+++ Data section

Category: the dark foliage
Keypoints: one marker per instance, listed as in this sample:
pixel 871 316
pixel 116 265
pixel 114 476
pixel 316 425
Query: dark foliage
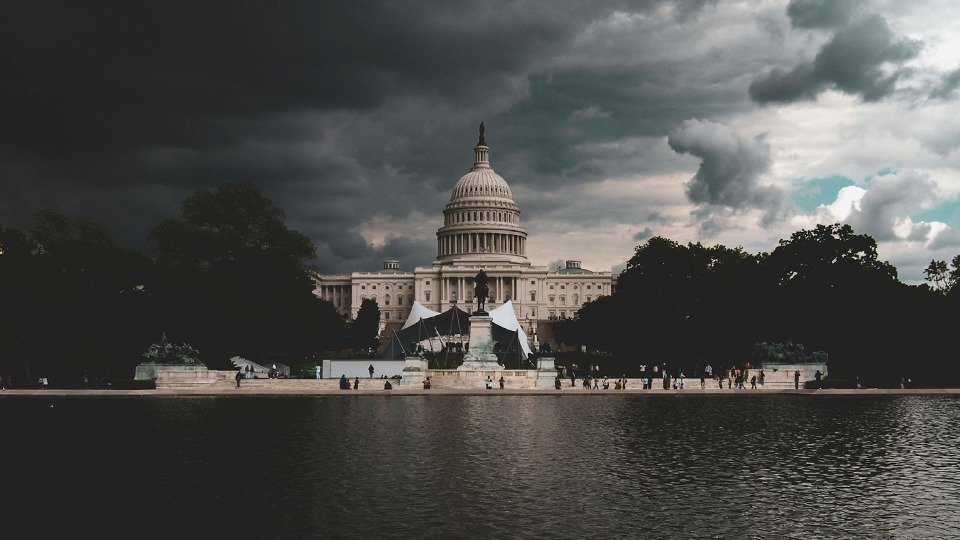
pixel 825 288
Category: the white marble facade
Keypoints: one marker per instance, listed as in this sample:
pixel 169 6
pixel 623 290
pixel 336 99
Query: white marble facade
pixel 481 229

++++++

▸ What you have to do: Could you recast everything from the line containing "Category: the white marble facade" down to the end of the listing as a JSON list of strings, with one string per line and blank lines left out?

▸ Finished exercise:
[
  "Category: the white marble facade",
  "Keypoints: one marker per instance, listed as in this sample:",
  "pixel 169 6",
  "pixel 623 290",
  "pixel 336 99",
  "Query: white marble facade",
  "pixel 481 229"
]